→ DOCUMENT SECTION
▽

Learn What the Causes of Listeria Food Poisoning Are

Listeria infection (or listeriosis) is caused by consuming food that is contaminated with the bacterium listeria monocytogenes, found in both soil and water. Vegetables can be contaminated by soil (manure present) and animals can be infected without falling ill, so meat and dairy products can be tainted. Thus people who consume dairy and meat products are at risk of listeria infection.

Know Who is at Greatest Risk from Listeria

Certain populations are at high risk of serious illness from listeria infection. These include:

  • Pregnant women (potential miscarriage, stillbirth, premature delivery, or infection of the baby)
  • Newborns
  • Persons 60 and older
  • People with weakened immune systems
  • People with chronic illnesses such as diabetes, cancer, or kidney disease

Healthy adults and children rarely become seriously ill from Listeria.

△

→ WHAT THIS TASK INVOLVES
Rewrite the part of the listeria text starting at "Certain populations are" and ending at "of the baby)", substituting "severe illness" for "serious illness".

→ SOURCE INFORMATION
▽

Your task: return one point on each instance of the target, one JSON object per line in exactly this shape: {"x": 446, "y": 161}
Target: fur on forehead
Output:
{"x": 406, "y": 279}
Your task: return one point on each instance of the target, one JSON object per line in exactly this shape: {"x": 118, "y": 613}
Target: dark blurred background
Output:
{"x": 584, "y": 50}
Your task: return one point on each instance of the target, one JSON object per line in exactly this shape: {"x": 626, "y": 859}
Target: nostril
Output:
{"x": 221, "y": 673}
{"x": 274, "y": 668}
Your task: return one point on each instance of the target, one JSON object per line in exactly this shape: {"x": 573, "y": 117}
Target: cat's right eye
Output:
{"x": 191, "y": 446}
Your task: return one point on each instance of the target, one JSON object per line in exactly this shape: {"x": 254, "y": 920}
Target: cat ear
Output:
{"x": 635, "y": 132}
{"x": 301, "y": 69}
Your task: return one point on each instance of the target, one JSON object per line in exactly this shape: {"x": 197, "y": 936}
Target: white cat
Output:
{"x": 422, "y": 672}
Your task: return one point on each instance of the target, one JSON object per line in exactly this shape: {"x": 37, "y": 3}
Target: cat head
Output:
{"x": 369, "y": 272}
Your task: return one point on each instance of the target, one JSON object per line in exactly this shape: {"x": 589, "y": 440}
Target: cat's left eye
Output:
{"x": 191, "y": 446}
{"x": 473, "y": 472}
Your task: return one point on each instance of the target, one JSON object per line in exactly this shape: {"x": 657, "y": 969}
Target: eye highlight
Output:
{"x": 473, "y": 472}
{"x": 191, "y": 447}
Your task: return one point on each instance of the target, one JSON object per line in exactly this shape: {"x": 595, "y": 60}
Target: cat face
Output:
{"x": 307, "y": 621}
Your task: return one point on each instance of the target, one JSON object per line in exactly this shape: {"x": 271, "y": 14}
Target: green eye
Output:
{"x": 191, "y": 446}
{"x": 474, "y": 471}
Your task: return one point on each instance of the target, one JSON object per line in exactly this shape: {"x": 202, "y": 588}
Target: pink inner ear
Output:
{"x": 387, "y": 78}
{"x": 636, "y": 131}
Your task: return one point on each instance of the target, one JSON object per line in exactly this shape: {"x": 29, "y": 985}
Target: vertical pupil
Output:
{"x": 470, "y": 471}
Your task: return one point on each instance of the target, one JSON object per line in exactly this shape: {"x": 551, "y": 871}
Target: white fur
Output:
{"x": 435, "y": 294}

△

→ EXPECTED OUTPUT
Certain populations are at high risk of severe illness from listeria infection. These include:

  • Pregnant women (potential miscarriage, stillbirth, premature delivery, or infection of the baby)